* Material shown *
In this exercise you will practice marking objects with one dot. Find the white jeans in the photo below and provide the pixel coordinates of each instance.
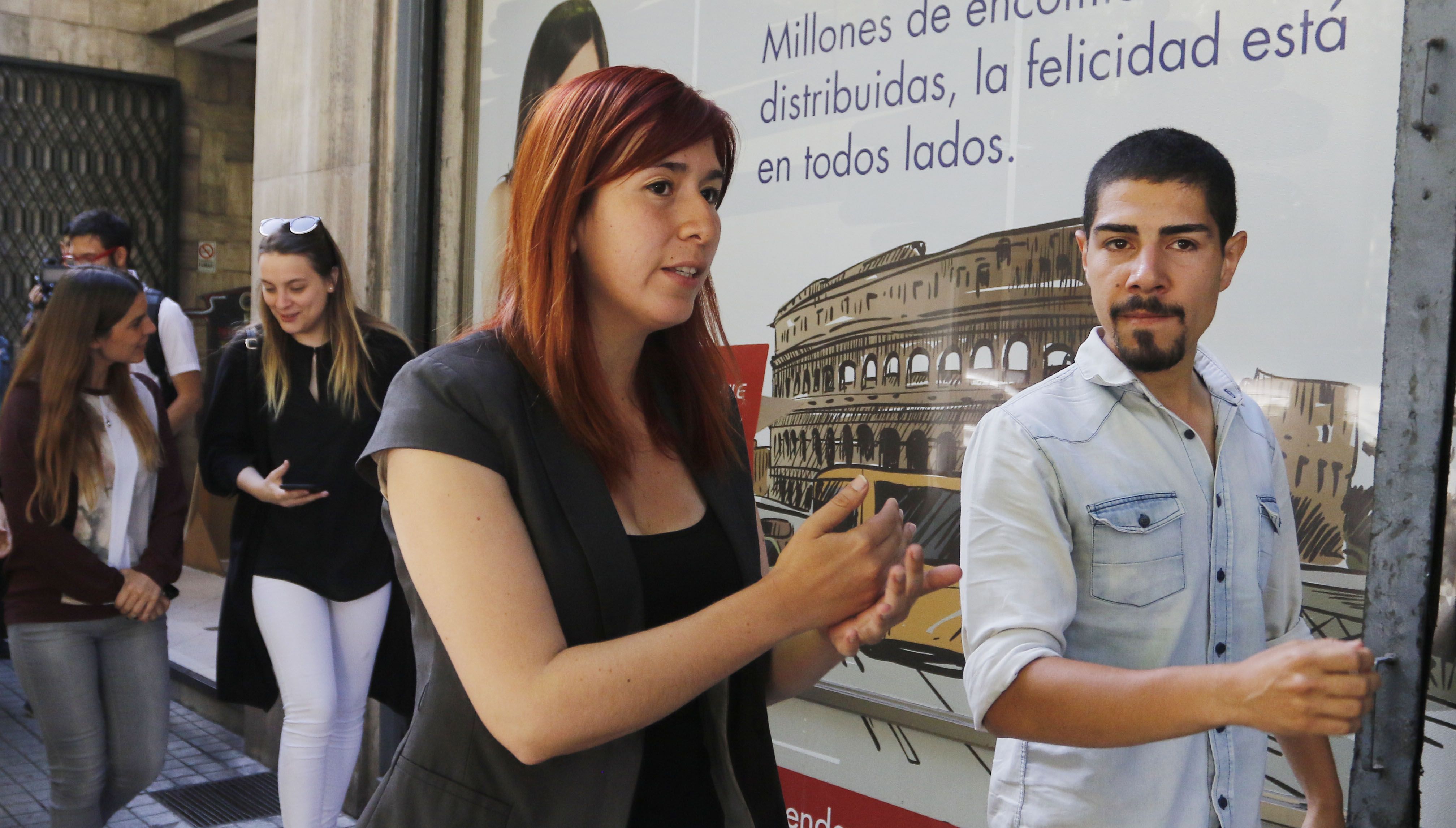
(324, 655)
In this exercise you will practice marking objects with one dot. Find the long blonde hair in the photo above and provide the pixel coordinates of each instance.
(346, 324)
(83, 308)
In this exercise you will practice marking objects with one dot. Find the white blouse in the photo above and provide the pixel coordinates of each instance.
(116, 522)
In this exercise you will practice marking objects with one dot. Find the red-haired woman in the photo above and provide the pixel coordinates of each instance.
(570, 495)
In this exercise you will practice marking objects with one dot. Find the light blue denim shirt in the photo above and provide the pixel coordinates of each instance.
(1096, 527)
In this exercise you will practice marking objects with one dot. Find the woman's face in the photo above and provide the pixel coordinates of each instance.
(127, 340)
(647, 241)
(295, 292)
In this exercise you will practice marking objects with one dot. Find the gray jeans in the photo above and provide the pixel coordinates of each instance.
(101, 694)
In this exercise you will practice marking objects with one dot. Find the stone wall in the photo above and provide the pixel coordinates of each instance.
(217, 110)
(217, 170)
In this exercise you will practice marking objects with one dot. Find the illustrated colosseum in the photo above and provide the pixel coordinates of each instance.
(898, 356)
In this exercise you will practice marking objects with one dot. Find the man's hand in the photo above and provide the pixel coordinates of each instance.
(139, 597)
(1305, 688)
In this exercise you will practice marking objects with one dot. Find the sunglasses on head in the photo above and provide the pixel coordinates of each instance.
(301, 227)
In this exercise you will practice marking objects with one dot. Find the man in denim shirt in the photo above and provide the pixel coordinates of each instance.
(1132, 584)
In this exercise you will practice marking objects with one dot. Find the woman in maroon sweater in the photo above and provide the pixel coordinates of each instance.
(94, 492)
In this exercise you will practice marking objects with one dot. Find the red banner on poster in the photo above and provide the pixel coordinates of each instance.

...

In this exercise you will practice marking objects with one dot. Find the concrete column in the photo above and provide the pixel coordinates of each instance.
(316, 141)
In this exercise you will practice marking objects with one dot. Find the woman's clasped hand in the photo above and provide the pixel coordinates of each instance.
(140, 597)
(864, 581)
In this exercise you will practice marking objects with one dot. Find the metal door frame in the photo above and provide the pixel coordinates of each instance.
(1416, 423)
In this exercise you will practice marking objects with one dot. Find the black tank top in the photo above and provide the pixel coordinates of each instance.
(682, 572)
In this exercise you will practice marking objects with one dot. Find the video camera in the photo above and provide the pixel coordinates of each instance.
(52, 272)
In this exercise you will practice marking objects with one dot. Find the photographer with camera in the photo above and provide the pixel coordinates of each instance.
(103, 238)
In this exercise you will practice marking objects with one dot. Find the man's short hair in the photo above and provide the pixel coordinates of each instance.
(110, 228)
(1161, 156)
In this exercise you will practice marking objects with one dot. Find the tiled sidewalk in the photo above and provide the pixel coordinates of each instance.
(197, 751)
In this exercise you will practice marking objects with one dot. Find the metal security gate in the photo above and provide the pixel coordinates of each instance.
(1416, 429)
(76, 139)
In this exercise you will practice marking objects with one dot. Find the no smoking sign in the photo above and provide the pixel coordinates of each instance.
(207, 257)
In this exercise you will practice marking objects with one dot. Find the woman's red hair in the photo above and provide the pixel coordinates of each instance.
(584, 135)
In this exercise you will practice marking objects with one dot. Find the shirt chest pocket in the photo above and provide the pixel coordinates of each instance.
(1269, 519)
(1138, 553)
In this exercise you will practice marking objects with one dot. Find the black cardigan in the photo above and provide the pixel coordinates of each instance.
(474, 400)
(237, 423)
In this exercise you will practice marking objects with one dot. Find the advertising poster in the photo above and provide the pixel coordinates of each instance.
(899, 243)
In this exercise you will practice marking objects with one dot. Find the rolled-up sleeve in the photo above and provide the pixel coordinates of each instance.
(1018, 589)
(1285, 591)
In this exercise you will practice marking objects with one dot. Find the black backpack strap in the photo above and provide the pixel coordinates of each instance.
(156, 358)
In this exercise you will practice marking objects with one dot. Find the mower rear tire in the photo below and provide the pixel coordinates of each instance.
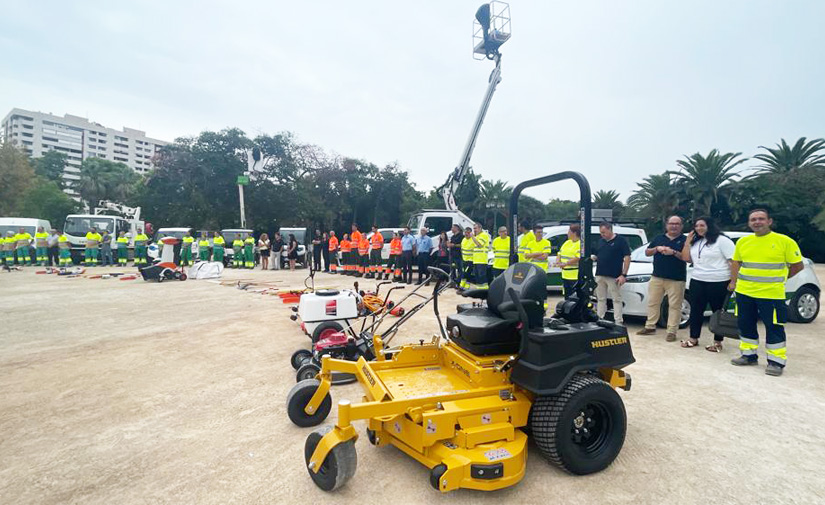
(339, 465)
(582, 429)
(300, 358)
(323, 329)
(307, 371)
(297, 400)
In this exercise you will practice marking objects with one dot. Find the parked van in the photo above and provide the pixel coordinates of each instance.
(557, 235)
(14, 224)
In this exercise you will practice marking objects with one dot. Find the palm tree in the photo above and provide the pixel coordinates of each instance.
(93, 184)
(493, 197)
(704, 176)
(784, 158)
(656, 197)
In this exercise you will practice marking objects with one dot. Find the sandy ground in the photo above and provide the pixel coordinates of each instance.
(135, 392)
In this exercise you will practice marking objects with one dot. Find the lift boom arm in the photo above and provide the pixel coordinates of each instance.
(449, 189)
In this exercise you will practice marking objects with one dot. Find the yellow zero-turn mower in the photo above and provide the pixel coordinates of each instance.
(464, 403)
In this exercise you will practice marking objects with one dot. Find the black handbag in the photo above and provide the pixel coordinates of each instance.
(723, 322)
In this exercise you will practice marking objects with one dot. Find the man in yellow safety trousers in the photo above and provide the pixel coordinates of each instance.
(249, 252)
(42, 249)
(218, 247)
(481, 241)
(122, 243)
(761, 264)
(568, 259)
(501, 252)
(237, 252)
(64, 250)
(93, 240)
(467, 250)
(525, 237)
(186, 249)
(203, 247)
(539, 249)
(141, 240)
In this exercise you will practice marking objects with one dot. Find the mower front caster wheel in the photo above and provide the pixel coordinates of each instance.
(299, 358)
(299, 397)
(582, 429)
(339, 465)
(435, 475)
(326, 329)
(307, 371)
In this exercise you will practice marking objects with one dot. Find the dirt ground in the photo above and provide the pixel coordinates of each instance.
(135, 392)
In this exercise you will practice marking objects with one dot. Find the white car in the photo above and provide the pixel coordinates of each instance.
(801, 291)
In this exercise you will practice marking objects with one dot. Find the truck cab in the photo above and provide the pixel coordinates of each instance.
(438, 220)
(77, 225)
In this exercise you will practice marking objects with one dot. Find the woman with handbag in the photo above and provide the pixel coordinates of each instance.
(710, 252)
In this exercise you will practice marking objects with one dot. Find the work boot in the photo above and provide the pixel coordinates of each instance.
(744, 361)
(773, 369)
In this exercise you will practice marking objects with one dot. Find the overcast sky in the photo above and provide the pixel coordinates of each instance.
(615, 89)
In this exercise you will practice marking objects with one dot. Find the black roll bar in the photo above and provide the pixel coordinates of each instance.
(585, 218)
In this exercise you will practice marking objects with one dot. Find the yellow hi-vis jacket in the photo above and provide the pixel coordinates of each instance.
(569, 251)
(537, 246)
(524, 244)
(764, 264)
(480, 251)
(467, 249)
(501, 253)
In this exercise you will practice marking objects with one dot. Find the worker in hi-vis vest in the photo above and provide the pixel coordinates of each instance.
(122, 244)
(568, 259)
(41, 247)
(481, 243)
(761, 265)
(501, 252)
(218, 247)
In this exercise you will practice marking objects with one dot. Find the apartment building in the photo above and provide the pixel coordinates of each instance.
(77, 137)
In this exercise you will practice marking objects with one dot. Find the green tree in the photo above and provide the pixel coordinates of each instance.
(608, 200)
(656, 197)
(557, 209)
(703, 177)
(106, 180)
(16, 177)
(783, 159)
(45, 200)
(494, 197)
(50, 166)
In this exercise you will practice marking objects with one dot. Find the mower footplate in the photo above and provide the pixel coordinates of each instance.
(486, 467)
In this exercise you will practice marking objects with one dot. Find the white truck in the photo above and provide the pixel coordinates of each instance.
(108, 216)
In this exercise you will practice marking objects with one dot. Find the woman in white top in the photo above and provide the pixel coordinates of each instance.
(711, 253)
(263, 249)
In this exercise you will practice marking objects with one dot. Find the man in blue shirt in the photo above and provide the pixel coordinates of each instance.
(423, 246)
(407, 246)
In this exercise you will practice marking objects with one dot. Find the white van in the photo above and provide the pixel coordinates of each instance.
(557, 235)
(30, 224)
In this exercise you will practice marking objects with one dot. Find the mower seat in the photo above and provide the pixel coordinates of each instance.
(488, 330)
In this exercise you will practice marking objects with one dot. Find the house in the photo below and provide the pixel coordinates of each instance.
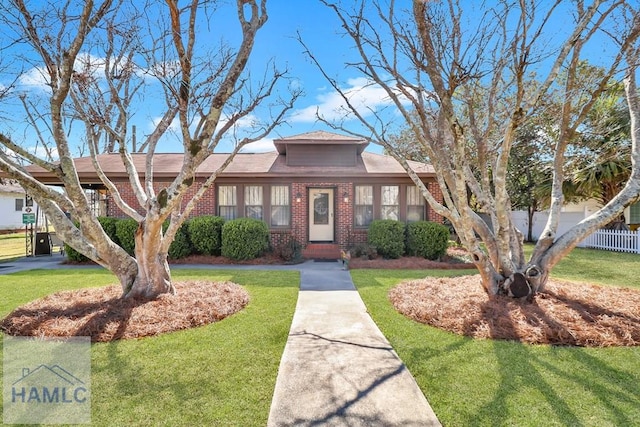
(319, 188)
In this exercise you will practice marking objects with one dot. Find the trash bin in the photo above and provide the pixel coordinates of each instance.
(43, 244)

--

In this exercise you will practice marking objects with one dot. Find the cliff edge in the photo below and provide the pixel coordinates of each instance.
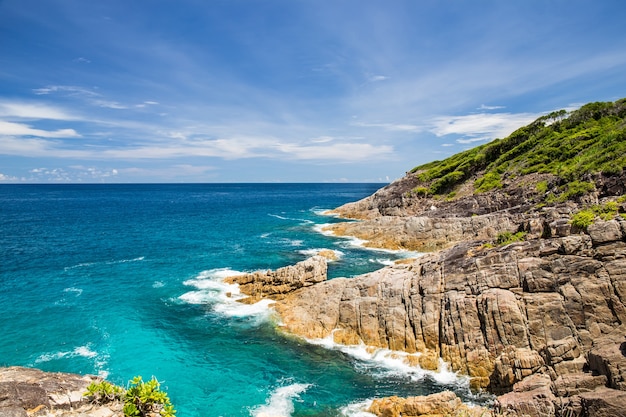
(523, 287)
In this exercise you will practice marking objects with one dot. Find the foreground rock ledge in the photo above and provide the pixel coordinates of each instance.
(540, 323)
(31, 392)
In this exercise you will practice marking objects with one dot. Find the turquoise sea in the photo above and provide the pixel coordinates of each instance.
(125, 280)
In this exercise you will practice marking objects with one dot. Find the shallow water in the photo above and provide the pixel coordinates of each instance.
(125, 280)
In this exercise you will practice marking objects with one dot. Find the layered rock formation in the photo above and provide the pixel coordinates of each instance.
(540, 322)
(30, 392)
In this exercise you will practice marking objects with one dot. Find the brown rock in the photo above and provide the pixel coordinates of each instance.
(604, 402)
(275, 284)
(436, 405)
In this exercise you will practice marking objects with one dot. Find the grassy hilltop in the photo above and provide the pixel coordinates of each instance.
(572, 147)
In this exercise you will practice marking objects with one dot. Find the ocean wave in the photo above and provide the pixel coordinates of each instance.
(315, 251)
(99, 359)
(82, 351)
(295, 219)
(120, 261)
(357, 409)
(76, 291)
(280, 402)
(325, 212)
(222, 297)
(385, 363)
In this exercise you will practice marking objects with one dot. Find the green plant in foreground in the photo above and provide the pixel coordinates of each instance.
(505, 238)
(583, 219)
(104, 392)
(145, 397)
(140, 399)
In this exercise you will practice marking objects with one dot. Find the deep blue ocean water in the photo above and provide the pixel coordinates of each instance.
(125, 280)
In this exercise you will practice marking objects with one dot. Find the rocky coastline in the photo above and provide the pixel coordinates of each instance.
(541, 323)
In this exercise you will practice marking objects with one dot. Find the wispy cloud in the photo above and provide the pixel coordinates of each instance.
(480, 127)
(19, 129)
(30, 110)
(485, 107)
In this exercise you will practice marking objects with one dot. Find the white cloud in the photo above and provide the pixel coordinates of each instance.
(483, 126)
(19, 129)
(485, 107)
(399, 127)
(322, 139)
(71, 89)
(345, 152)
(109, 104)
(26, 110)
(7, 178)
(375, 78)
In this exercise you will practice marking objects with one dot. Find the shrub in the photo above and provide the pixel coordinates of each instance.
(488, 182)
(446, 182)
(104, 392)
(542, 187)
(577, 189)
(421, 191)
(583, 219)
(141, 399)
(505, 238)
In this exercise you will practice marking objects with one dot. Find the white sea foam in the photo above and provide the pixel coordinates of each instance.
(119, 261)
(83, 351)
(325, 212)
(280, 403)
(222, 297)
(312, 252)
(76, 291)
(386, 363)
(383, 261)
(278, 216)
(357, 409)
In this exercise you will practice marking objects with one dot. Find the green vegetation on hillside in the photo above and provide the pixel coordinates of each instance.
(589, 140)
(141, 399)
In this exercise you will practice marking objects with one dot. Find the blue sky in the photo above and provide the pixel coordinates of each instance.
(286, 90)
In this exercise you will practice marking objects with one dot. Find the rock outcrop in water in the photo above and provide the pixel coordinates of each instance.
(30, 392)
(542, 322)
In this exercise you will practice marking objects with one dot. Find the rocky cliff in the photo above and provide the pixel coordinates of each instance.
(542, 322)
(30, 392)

* Given instruction *
Pull out every line in the items above that contains the string "rocky", and copy each one unchanged.

* Written solution *
In this exercise you will practice marking objects with one dot. Find the rocky coastline in the photo above and provide the pixel coordinates of each instance.
In this exercise you will practice marking objects with one dot. Find the rocky cliff in the photo above and provide the pixel coordinates of each instance.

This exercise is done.